— Begin QUOTED PASSAGE —
An environmental group filed a lawsuit in an Idaho federal district court against the Bureau of Land Management (BLM), alleging the agency is stonewalling the release of information on the potential impact a proposed 5,000-well drilling project in Wyoming's Powder River Basin (PRB) would have an endangered species.

In a Freedom of Information Act case, the Western Watersheds Project (WWP) filed a lawsuit in U.S. District Court for the District of Idaho earlier this month seeking to compel BLM to disclose conversations it had with the U.S. Fish and Wildlife Service (FWS) regarding threatened and endangered species.

WWP is concerned that wildlife in Converse County, WY, in the heart of the PRB, could be impacted by drilling plans by units of Anadarko Petroleum Corp., Chesapeake Energy Corp., RKI E&P LLC, Samson Resources II and SM Energy Co. Drilling by the exploration and production companies could require amendments to BLM's Casper Resource Management Plan.

Last January, BLM issued a draft environmental impact statement for development over a 10-year period. The Converse County project would cover 1.5 million acres, with about 6% (88,466 acres) to be built on BLM lands. Of the 1.5 million acres, 83% are private lands, 7% are state lands and 4% are U.S. Forest Service lands.

"The public has the right to know what federal agencies are saying to each other about rare plants and wildlife," said WWP spokeswoman Kelly Fuller. "What is the BLM hiding?"

WWP lists six possible threatened or endangered species at risk from the proposed project. Fuller said extensive oil and gas development as outlined in the Converse County project would also harm the greater sage grouse habitat, particularly in the Douglas Core Area, as well as various elk, deer and fish species.

In 2014, BLM began the environmental review process for a major proposed multi-year oil and natural gas drilling project in east-central Wyoming, noting that it could force federal authorities to adjust their current species and habitat protection requirements.
— End QUOTED PASSAGE —
— Begin EXCERPTED DATA —
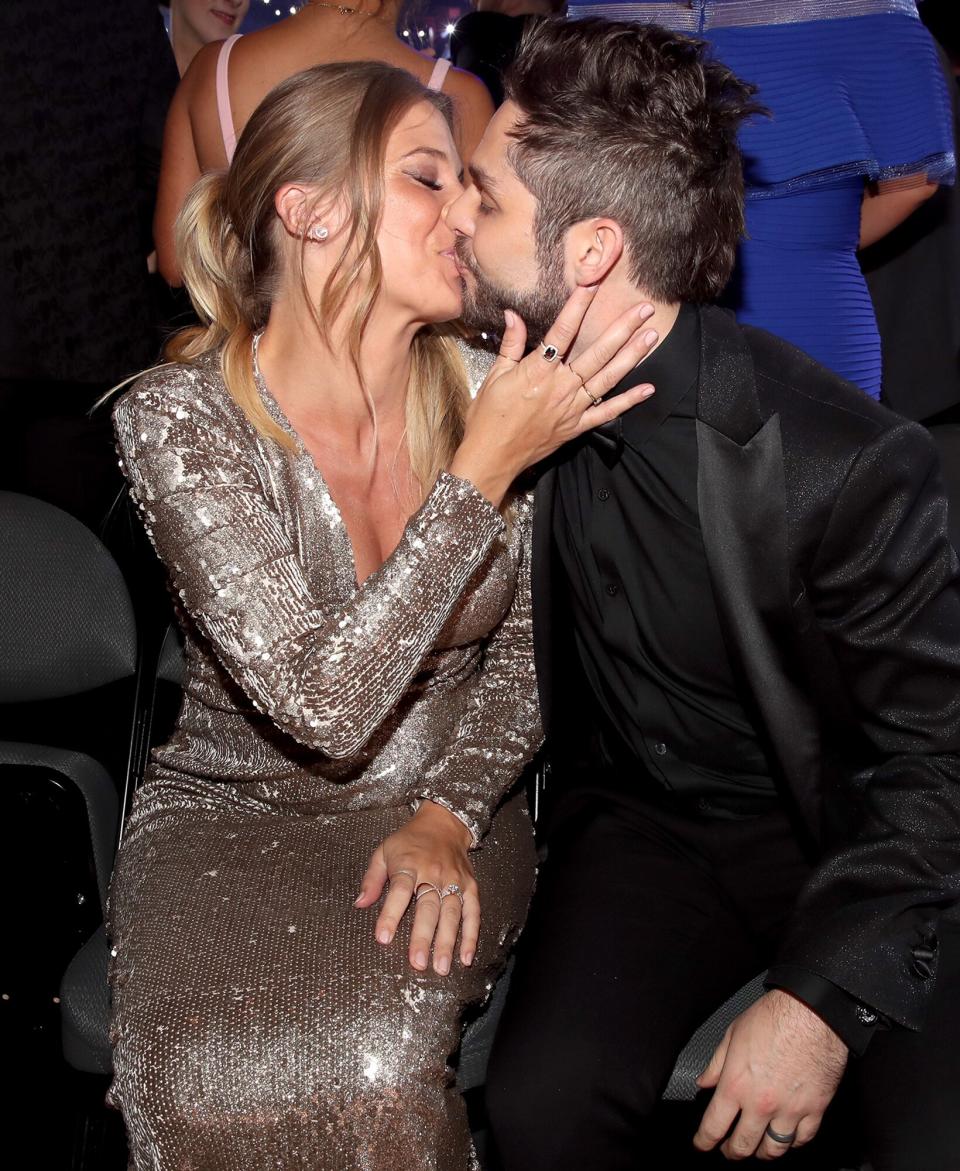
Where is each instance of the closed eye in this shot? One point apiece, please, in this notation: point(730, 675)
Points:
point(432, 184)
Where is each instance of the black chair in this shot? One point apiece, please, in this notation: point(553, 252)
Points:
point(70, 731)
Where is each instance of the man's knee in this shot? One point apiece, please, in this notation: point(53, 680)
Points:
point(544, 1097)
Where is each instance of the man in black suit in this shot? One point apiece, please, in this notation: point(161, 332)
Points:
point(747, 624)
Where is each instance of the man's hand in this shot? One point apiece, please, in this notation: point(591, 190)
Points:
point(779, 1065)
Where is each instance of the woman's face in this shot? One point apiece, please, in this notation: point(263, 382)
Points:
point(422, 178)
point(208, 20)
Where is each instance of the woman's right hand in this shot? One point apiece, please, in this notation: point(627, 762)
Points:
point(528, 406)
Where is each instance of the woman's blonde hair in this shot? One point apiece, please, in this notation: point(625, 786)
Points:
point(327, 128)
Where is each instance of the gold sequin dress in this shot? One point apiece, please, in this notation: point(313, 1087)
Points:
point(256, 1021)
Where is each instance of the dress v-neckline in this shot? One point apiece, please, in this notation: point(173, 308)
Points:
point(279, 416)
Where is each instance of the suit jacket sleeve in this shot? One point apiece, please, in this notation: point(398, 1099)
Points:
point(885, 593)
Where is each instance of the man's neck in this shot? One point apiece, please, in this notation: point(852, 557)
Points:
point(610, 303)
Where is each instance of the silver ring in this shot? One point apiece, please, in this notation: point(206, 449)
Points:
point(784, 1139)
point(425, 888)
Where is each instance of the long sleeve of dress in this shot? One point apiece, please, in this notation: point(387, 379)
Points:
point(500, 730)
point(200, 477)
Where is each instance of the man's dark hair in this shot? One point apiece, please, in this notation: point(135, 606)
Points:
point(635, 123)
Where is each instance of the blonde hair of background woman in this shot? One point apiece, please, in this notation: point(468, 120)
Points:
point(327, 127)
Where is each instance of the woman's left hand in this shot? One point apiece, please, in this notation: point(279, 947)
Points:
point(426, 861)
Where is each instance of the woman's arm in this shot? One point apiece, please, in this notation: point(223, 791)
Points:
point(326, 676)
point(499, 731)
point(888, 204)
point(179, 164)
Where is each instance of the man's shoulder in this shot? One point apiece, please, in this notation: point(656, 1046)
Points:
point(816, 406)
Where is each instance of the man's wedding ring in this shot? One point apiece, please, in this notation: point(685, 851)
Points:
point(784, 1139)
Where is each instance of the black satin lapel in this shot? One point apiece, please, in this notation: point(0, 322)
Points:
point(542, 590)
point(744, 522)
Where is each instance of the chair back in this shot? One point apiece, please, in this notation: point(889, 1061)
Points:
point(67, 622)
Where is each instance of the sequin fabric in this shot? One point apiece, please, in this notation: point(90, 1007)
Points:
point(256, 1022)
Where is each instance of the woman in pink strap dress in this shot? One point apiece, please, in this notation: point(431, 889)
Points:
point(227, 81)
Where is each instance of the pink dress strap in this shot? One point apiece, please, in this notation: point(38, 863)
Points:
point(223, 97)
point(439, 74)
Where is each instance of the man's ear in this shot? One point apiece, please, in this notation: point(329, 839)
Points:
point(300, 211)
point(594, 247)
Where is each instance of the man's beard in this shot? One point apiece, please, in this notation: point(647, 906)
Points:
point(485, 301)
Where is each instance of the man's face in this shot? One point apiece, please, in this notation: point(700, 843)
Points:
point(495, 245)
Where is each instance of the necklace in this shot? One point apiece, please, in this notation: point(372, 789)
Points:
point(342, 8)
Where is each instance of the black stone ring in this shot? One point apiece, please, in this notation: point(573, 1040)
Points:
point(786, 1139)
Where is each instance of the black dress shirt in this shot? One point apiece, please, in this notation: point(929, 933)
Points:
point(628, 536)
point(667, 710)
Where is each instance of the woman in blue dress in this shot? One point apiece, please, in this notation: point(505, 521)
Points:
point(859, 135)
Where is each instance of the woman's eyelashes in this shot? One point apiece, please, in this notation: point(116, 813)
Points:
point(426, 180)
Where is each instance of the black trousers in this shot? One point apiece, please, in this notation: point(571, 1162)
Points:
point(645, 919)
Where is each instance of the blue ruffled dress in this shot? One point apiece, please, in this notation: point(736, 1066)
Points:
point(856, 95)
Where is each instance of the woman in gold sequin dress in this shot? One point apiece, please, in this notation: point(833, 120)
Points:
point(354, 587)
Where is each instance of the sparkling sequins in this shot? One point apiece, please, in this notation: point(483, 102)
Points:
point(256, 1020)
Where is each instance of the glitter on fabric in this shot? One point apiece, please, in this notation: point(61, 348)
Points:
point(256, 1022)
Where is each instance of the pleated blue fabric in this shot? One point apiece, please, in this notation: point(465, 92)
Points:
point(855, 94)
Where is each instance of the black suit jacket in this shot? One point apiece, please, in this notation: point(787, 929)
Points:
point(824, 526)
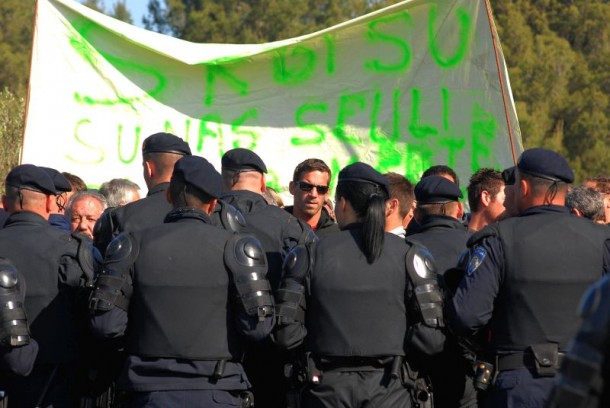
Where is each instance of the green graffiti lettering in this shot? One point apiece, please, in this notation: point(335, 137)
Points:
point(402, 56)
point(417, 130)
point(215, 72)
point(446, 103)
point(453, 144)
point(206, 132)
point(98, 158)
point(330, 54)
point(294, 66)
point(349, 106)
point(484, 127)
point(318, 130)
point(92, 56)
point(464, 38)
point(251, 135)
point(376, 135)
point(135, 146)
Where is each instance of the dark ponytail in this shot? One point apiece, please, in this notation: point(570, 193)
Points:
point(368, 201)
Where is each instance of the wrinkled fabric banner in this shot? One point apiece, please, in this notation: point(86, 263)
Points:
point(414, 84)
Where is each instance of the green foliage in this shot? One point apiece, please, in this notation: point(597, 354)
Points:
point(251, 21)
point(558, 54)
point(11, 128)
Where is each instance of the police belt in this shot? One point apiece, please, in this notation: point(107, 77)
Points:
point(353, 363)
point(521, 359)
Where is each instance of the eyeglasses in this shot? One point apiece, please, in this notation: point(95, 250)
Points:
point(303, 186)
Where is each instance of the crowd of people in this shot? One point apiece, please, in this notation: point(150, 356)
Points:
point(209, 292)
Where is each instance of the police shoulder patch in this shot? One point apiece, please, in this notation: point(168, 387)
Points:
point(476, 259)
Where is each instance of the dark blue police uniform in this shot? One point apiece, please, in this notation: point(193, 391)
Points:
point(278, 231)
point(524, 278)
point(49, 261)
point(445, 237)
point(187, 302)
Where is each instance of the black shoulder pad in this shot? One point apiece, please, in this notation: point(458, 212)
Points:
point(489, 231)
point(230, 218)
— End EXCERPTED DATA —
_WHAT YOU WILL DO_
Answer from the passage on the Powder River Basin lawsuit:
(a) In which court did the Western Watersheds Project file its lawsuit?
(b) How many acres of the Converse County project would be built on BLM lands?
(c) How many possible threatened or endangered species does WWP list as at risk?
The stored lines have no role in this work.

_PROBLEM SOLUTION_
(a) The U.S. District Court for the District of Idaho.
(b) About 88,466 acres, roughly 6% of the total.
(c) Six.